Locate every line in the entries below that contains the word "door", and copy each of those lines in full.

[start Materials provided]

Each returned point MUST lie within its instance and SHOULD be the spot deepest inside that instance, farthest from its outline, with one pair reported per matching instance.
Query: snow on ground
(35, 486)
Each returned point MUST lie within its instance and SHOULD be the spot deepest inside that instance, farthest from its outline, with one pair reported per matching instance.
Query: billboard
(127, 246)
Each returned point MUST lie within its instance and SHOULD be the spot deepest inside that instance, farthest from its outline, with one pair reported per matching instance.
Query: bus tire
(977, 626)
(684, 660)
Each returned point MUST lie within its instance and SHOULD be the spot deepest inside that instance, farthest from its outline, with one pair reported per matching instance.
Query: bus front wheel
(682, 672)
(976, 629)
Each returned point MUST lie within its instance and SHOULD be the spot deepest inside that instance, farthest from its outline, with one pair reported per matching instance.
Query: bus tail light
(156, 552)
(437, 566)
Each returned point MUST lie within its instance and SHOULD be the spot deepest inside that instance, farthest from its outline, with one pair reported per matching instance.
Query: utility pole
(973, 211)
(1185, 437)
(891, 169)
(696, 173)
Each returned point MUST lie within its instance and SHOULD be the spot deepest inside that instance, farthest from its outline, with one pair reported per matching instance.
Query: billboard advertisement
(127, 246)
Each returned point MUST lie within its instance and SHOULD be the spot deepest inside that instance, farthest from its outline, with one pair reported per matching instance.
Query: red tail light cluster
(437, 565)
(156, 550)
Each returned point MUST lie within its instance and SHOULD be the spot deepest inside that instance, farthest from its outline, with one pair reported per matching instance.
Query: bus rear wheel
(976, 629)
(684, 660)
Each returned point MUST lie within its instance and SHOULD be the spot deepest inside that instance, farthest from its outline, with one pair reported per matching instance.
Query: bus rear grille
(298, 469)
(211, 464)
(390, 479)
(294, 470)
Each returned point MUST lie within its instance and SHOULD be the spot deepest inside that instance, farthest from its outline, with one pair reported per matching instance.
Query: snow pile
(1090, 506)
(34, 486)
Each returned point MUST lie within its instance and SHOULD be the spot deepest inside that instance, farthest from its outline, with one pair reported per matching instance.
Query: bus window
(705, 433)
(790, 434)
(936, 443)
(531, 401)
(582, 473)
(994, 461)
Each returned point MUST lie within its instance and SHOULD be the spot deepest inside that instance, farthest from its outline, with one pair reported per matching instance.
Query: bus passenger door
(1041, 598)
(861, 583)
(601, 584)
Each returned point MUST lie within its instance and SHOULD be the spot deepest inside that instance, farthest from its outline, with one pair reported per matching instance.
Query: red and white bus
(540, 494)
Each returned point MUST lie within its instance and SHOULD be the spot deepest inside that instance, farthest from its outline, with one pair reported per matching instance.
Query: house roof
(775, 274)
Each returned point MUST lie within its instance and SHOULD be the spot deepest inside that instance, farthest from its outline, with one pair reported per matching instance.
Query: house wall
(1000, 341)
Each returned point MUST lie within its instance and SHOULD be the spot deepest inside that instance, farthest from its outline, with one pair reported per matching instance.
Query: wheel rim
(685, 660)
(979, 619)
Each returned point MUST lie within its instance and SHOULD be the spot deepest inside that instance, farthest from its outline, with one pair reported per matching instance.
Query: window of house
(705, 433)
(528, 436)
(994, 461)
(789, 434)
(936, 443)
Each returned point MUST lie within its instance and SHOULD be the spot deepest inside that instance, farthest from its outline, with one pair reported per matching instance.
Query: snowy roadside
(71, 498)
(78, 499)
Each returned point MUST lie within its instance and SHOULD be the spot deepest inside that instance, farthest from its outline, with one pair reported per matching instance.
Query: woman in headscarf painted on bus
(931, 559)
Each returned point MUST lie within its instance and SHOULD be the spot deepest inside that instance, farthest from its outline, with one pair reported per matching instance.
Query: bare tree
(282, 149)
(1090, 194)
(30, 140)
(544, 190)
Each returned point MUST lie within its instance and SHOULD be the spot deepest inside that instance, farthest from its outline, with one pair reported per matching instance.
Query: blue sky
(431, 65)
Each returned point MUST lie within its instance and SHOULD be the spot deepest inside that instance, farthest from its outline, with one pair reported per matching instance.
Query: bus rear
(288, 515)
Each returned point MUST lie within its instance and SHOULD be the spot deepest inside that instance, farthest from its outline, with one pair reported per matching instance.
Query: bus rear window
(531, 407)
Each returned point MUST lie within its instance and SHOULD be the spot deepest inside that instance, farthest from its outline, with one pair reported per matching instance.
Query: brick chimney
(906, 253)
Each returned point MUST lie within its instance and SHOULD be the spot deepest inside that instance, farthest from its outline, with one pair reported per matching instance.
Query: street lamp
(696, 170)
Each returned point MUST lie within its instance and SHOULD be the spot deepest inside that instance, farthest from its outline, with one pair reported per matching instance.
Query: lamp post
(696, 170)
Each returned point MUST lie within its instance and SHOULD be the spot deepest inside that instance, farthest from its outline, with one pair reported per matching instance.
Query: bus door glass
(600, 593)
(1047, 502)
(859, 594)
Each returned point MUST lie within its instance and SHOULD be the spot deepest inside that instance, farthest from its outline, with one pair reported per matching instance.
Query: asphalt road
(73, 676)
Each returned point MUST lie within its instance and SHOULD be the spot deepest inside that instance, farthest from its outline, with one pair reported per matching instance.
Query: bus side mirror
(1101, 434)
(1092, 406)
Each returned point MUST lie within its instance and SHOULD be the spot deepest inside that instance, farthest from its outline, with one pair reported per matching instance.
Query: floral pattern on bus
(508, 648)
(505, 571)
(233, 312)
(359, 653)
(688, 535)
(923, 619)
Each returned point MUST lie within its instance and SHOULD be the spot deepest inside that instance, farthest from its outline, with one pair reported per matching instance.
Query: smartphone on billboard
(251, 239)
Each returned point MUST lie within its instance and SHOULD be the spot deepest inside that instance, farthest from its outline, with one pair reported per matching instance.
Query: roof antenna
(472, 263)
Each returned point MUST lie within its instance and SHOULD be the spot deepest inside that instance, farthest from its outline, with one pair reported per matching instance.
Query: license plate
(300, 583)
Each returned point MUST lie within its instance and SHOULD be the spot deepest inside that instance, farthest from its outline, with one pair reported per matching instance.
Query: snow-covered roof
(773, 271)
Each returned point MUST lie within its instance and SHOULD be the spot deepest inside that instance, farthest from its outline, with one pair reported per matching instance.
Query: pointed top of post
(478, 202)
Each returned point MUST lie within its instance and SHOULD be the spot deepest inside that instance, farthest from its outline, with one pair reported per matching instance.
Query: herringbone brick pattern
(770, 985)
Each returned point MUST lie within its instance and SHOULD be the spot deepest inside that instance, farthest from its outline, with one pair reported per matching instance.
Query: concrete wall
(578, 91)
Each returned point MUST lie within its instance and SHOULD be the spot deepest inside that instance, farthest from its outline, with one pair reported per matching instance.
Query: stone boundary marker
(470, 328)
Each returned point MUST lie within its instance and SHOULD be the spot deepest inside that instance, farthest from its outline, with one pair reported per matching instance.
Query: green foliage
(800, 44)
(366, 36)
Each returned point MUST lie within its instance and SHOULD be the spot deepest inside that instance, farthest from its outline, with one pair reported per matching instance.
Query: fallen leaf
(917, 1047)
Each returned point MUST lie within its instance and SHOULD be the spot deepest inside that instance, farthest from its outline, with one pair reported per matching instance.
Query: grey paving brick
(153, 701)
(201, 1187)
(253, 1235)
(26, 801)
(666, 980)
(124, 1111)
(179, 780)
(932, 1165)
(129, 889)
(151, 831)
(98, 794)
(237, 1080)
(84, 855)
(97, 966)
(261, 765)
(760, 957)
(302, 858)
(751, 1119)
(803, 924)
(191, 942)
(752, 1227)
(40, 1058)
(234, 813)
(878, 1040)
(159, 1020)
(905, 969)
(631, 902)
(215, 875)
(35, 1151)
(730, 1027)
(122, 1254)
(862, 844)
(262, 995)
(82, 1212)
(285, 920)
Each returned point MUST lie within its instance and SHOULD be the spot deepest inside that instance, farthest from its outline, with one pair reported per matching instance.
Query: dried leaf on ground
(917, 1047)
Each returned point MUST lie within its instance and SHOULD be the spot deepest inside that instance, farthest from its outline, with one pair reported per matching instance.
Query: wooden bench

[end Materials provided]

• [Task result]
Query: bus passenger door
Query: bus door glass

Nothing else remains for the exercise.